#### Treść dokumentu:
┌────────
Ponad 67,4 mln zł musiały zwrócić szpitale i przychodnie NFZ w związku z nieprawidłowościami w realizacji umów na świadczenia zdrowotne w 2009 r. - wynika z raportu.

Oddziały wojewódzkie NFZ skontrolowały w 2009 r. prawidłowość realizacji ponad 3,3 tys. umów - ponad 1,9 tys. to kontrole planowe, a ponad 1,4 tys. - doraźne. Okazało się, że świadczeniodawcy muszą zwrócić NFZ ponad 67,4 mln zł - z tytułu zakwestionowanych środków finansowych ponad 47 mln zł, a z tytułu nałożonych kar ponad 20 mln zł.

"Najczęściej stwierdzane nieprawidłowości dotyczyły m.in. niezasadnego rozliczania świadczeń, podwójnego wykazywania do rozliczeń tej samej procedury, braku wykonania diagnostyki niezbędnej do rozliczenia, niepotwierdzania w dokumentacji udzielania świadczeń, braku wymaganego sprzętu i aparatury medycznej oraz wymaganych kwalifikacji personelu" - powiedział Andrzej Troszyński z NFZ.

Jak wynika z raportu, w lecznictwie szpitalnym nieprawidłowości dotyczyły m.in. braku zasadności hospitalizacji i jej nieprawidłowego rozliczenia oraz nieprawidłowości w prowadzeniu dokumentacji.

W ambulatoryjnej opiece specjalistycznej kontrole wykazały uchybienia m.in. w kwalifikacji pacjentów do badań, braki w wyposażeniu w sprzęt i nieprowadzenie listy oczekujących na świadczenia. W leczeniu stomatologicznym stwierdzono m.in. wpisywanie do rozliczeń świadczeń niefinansowanych przez NFZ.
└────────
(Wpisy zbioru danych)
┌────────
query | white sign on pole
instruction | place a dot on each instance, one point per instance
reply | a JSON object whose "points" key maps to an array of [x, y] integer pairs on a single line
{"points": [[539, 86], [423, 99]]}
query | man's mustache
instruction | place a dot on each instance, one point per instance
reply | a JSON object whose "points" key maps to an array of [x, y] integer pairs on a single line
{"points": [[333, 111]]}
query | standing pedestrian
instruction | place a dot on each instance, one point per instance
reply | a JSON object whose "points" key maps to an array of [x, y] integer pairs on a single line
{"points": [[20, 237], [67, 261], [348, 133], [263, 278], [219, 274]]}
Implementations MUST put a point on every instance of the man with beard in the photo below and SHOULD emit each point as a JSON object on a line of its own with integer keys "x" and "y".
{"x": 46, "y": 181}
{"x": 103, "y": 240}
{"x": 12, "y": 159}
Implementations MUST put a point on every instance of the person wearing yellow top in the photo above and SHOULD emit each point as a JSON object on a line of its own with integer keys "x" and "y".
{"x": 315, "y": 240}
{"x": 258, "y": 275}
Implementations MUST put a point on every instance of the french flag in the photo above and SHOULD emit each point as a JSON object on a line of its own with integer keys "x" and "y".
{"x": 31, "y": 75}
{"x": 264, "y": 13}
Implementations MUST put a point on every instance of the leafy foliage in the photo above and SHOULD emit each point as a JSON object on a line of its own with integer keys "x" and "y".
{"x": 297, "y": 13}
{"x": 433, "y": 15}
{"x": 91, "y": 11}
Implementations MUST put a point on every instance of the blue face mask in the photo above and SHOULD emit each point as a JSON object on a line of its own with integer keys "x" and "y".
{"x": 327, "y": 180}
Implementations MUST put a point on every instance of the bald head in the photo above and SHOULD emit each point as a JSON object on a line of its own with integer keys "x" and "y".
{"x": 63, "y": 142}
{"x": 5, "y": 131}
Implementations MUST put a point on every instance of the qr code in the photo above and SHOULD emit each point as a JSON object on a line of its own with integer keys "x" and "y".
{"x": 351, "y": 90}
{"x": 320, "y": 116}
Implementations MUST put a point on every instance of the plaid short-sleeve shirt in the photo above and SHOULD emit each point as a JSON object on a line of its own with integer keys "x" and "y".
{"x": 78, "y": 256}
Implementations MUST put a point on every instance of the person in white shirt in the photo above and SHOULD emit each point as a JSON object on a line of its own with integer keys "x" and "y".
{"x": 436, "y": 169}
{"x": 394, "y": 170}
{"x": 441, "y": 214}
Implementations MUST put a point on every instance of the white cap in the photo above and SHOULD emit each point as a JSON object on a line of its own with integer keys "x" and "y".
└────────
#### Zadania do wykonania:
(1) Odpowiedz na podstawie tekstu o kontrolach NFZ:
(a) Ile umów skontrolowały oddziały wojewódzkie NFZ w 2009 r.?
(b) Jaką kwotę świadczeniodawcy muszą zwrócić z tytułu nałożonych kar?
(c) Co stwierdzono m.in. w leczeniu stomatologicznym?
(2) Poprowadź dalej tekst o kontrolach NFZ, zaczynając od miejsca po jego ostatnim zdaniu.
Rekordy nie mają związku z tekstem o kontrolach NFZ.

#### Odpowiedzi do punktów:
(1)
(a) Ponad 3,3 tys. umów.
(b) Ponad 20 mln zł.
(c) Wpisywanie do rozliczeń świadczeń niefinansowanych przez NFZ.

(2)
Najwięcej zapłaciło Górnośląskie Centrum Medyczne w Katowicach

Najwyższą sumę zakwestionowanych środków i nałożonych kar odnotowano w województwach: śląskim - ponad 14,1 mln zł, wielkopolskim - ponad 13,9 mln zł i mazowieckim - ponad 7,4 mln zł.

Małgorzata Doros z biura prasowego śląskiego oddziału NFZ podkreśla, że łączna wysokość kar nałożonych w tym oddziale wynika z dużej liczby świadczeniodawców - oddział podpisał z nimi blisko 8 tys. umów.

Najwięcej - ponad 7 mln zł - zapłacił renomowany szpital kliniczny - Górnośląskie Centrum Medyczne w Katowicach. Po wcześniejszej kontroli NIK sprawdzano tam, czy pacjenci, którym udzielono świadczeń zdrowotnych rozliczonych z Funduszem, uczestniczyli także w badaniach klinicznych finansowanych przez sponsorów. NFZ zakwestionował ponad 300 świadczeń dotyczących badania klinicznego. Wezwał dyrekcję szpitala do zwrotu ponad 2 mln zł za przekazane placówce nienależne środki oraz nałożył karę umowną w wysokości ponad 5 mln zł.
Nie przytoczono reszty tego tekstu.